# What you need to do
Reproduce the material below, requests included, starting with the line with "Could you kindly segment every instance of the brown" and going on through the line with "127], [248, 151]]]", with both of those lines included. Scale every coordinate in the answers by 0.6 and round to whole numbers with halves rounded up, and give only these lines.

┌─ Supplied material

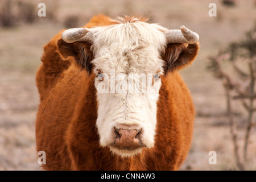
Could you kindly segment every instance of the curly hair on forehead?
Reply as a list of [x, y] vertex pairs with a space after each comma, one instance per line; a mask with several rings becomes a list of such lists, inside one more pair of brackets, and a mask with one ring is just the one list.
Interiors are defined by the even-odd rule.
[[118, 16], [115, 19], [112, 19], [111, 22], [118, 24], [125, 23], [134, 23], [136, 22], [147, 22], [150, 20], [150, 17], [143, 17], [139, 16], [138, 17], [134, 16], [125, 15], [123, 17]]

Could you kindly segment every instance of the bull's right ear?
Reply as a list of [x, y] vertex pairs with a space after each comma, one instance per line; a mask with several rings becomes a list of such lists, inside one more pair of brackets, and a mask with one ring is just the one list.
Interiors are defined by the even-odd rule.
[[199, 50], [199, 43], [189, 44], [169, 44], [162, 56], [166, 62], [165, 73], [179, 70], [189, 65], [196, 59]]
[[76, 63], [90, 75], [92, 69], [91, 61], [93, 58], [90, 46], [91, 44], [86, 42], [67, 43], [60, 39], [57, 42], [57, 52], [63, 60], [73, 57]]

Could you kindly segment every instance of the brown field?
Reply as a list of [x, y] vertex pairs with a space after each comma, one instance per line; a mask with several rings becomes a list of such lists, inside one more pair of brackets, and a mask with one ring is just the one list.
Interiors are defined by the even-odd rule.
[[[1, 1], [0, 7], [3, 6]], [[35, 150], [35, 121], [39, 100], [35, 77], [43, 46], [66, 28], [67, 17], [77, 16], [77, 21], [73, 23], [82, 26], [98, 14], [113, 18], [125, 14], [150, 15], [152, 22], [171, 29], [184, 24], [200, 35], [201, 49], [197, 60], [181, 72], [197, 113], [191, 149], [181, 169], [238, 169], [225, 116], [222, 84], [206, 67], [208, 56], [242, 38], [243, 32], [251, 27], [256, 20], [255, 1], [236, 1], [233, 7], [224, 6], [220, 0], [64, 0], [54, 1], [54, 4], [52, 1], [30, 1], [36, 10], [34, 16], [37, 16], [38, 3], [45, 2], [46, 17], [36, 17], [32, 23], [19, 20], [15, 26], [0, 27], [0, 170], [40, 169]], [[211, 2], [217, 4], [217, 17], [208, 15]], [[234, 107], [244, 113], [239, 103]], [[241, 145], [245, 135], [243, 118], [238, 124]], [[212, 150], [217, 152], [216, 165], [208, 163], [208, 152]], [[250, 160], [246, 169], [256, 170], [255, 127], [248, 151]]]

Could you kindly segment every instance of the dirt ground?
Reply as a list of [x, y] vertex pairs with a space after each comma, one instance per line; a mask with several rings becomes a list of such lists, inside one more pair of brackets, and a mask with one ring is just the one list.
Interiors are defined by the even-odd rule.
[[[166, 27], [177, 29], [184, 24], [200, 35], [201, 48], [197, 60], [180, 72], [191, 90], [197, 113], [191, 149], [180, 169], [238, 169], [225, 116], [222, 84], [206, 68], [208, 56], [215, 55], [229, 42], [242, 38], [243, 32], [251, 27], [256, 20], [254, 1], [236, 1], [236, 6], [230, 7], [223, 6], [220, 0], [51, 2], [33, 1], [37, 10], [39, 3], [46, 3], [46, 17], [37, 17], [30, 24], [0, 27], [0, 170], [40, 169], [35, 150], [35, 121], [39, 100], [35, 78], [43, 46], [66, 28], [67, 17], [76, 16], [76, 25], [82, 26], [98, 14], [113, 18], [124, 14], [150, 15], [152, 22]], [[208, 15], [211, 2], [217, 5], [216, 17]], [[48, 16], [50, 13], [54, 13], [54, 16]], [[236, 104], [234, 107], [241, 108], [239, 103]], [[242, 146], [244, 125], [238, 122], [238, 139]], [[254, 127], [247, 170], [256, 170], [255, 138]], [[210, 151], [216, 152], [217, 164], [208, 163]], [[241, 154], [242, 151], [240, 152]]]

└─

# Result below
Could you kindly segment every instance of the brown field?
Reply as a list of [x, y] vertex pairs with a space after each comma, one instance per line; a mask with several rings becomes a list of such lists, inside one more pair of brackets, and a mask with one ring is just the one list.
Interiors are defined by the even-odd rule.
[[[1, 1], [0, 4], [2, 4]], [[21, 90], [21, 73], [23, 60], [21, 46], [26, 28], [40, 17], [40, 10], [46, 10], [46, 13], [44, 14], [49, 16], [59, 8], [68, 11], [75, 8], [90, 9], [91, 13], [103, 17], [110, 14], [120, 21], [121, 29], [118, 36], [109, 43], [118, 68], [115, 89], [109, 101], [143, 101], [135, 70], [133, 50], [124, 40], [125, 34], [145, 23], [146, 19], [151, 16], [154, 12], [153, 1], [142, 1], [140, 4], [134, 4], [132, 0], [38, 0], [32, 1], [32, 2], [31, 1], [18, 1], [22, 6], [20, 10], [22, 10], [23, 2], [27, 1], [28, 10], [22, 10], [19, 14], [11, 12], [9, 16], [0, 16], [0, 102], [24, 101]], [[127, 1], [130, 2], [130, 10], [125, 9]], [[140, 64], [146, 68], [143, 62]], [[145, 87], [147, 81], [146, 71], [143, 74]], [[127, 90], [130, 91], [130, 99], [125, 98], [125, 91]], [[150, 96], [148, 101], [154, 102], [153, 76], [149, 91]]]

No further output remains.